** begin READING PASSAGE **

Another sorceress who featured in Waterhouse’s paintings was Circe, a goddess of magic or sometimes a nymph, enchantress or sorceress in Greek mythology. Circe was famous for her extensive knowledge of potions and herbs. Through the use of these and a magic wand or staff, she would transform her enemies into animals.  Waterhouse did not exhibit any of his work at the 1890 Royal Academy Summer Exhibition. This was the first time he had failed to put forward a work for the exhibition since his first offering in 1874. It is thought the reason was two-fold. At the beginning of 1890 his father died and this was a very emotional time for Waterhouse. The second reason was that he spent much of his time in 1890 travelling around Italy. With the arrival of 1891 came the arrival of a turning point in Waterhouse’s art. He abandoned the series of subjects from ancient history and embarked on a project focused on myths and legends of pagan antiquity. It was a time when his work began to feature mythological subjects and Alfred Baldry, an English art critic and painter, wrote in his 1895 article for The Studio, an illustrated fine arts and decorative arts magazine, that he had observed that Waterhouse’s new conviction was a definite inclination towards a picturesque mysticism and that he was a painter of mystic suggestions.

Circe Offering the Cup to Ulysses by John William Waterhouse (1891)

After not exhibiting at the Royal Academy the previous year, Waterhouse completed two paintings featuring Circe, both drawn from Homer’s Odyssey and the story of the wanderings of Ulysses to the mouth of the underworld. One painting was entitled Circe Offering the Cup to Ulysses which Waterhouse exhibited at the New Gallery in London, which had been founded in 1888. The New Gallery was an important venue for Pre-Raphaelite and Aesthetic movement artists. Many of the well-known artists of the time exhibited their work at this new gallery including Edward Burne-Jones, Lawrence Alma-Tadema, William Holman Hunt, George Frederic Watts and Lord Leighton. In the depiction we see the figure of Circe regally enthroned between two bronze lions.  Circe dominates the depiction as she towers above the observer. She has transformed Ulysses’ men into swine, two of which we see lying on the floor besides her throne. All we see of Ulysses is his small reflection in the circular mirror behind her. He is hesitant as he reaches for his sword. In Homer’s tale, Ulysses takes control and overpowers Circe but in Waterhouse’s depiction it is all about the power of the sorceress as she raises her magic wand and threatens the interloper. Circe is dressed in a transparent blue gauze, which has slipped down on one side revealing her breast. Through the gauze we see her limbs. She looks haughtily down at Ulysses who she intends to seduce.

Ulysses and the Sirens by John William Waterhouse (1891)

** end READING PASSAGE **
** begin INFORMATION GIVEN **

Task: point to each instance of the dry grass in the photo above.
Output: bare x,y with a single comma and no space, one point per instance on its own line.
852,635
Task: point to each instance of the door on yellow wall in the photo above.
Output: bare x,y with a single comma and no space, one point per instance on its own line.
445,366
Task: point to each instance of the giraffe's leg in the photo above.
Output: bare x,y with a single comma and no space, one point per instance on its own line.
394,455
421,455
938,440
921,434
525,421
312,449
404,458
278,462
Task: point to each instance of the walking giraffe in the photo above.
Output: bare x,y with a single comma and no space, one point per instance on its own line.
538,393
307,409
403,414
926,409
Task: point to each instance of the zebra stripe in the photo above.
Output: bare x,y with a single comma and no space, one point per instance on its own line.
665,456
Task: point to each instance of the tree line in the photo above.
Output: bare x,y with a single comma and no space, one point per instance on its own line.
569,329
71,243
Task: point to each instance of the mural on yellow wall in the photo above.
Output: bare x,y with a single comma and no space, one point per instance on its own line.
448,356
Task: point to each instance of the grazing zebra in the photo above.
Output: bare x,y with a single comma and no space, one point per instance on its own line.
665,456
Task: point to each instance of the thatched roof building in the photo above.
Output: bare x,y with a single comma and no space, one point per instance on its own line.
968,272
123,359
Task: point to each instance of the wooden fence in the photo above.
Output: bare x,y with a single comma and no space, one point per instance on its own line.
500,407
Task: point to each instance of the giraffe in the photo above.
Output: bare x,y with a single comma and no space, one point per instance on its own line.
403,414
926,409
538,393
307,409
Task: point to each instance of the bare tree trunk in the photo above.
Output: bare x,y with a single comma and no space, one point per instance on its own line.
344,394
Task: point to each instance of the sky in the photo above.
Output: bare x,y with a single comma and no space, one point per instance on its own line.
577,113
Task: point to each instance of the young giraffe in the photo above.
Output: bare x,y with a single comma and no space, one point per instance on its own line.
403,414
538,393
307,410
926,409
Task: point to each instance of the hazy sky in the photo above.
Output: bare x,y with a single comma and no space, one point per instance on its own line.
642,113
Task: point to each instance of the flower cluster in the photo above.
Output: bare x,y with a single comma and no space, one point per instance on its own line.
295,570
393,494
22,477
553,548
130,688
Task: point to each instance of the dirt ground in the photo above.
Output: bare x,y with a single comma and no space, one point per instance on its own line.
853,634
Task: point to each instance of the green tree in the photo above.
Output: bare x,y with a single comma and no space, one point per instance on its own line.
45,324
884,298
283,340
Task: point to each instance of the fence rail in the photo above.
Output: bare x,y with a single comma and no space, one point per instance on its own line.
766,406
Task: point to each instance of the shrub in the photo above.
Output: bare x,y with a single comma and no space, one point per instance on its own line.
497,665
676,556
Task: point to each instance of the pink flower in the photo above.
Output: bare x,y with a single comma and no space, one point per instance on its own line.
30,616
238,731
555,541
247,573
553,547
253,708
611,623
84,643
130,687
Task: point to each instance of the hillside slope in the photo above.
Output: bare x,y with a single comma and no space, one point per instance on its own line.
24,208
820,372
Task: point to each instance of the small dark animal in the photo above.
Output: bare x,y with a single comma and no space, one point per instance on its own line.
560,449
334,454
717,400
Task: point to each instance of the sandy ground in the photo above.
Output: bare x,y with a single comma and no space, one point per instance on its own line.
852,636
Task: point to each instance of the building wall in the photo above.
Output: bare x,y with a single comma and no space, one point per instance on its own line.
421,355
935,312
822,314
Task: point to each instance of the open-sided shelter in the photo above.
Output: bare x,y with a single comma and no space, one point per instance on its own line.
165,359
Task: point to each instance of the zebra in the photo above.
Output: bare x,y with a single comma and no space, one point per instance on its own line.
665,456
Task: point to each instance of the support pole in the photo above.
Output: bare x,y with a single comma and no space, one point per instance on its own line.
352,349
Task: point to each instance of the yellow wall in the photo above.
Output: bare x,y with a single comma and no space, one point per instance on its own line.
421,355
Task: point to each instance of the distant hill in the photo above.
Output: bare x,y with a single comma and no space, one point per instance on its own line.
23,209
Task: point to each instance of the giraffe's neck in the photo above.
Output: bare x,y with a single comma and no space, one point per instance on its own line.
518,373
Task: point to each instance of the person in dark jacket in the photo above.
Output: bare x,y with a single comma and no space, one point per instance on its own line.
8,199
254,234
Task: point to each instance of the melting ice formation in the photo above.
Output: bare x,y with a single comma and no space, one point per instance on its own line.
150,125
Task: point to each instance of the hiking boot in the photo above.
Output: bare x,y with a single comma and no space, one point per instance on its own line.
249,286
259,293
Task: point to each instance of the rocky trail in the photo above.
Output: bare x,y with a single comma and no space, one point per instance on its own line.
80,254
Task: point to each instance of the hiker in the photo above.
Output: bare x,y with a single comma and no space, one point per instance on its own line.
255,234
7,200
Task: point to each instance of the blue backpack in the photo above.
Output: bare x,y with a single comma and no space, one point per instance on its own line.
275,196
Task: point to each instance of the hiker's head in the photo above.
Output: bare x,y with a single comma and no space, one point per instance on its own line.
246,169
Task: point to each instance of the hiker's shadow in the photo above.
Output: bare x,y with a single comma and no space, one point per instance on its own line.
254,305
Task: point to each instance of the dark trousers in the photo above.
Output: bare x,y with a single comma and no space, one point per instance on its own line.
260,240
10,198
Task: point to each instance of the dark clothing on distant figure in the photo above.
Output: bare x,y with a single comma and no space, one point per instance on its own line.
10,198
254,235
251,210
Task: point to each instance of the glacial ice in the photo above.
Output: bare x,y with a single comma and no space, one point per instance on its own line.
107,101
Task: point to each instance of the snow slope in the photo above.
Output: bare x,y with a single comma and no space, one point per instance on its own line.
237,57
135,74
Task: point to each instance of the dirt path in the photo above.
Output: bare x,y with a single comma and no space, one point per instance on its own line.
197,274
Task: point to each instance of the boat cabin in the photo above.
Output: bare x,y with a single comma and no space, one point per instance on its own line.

** end INFORMATION GIVEN **

• EXERCISE
Please answer these questions from the Waterhouse passage above the entries:
1. In what year did Waterhouse make his first offering to the Royal Academy Summer Exhibition?
2. Who wrote the 1895 article for The Studio about Waterhouse?
3. At which gallery did Waterhouse exhibit Circe Offering the Cup to Ulysses?

• OUTPUT FOR THIS EXERCISE
1. 1874
2. Alfred Baldry
3. The New Gallery in London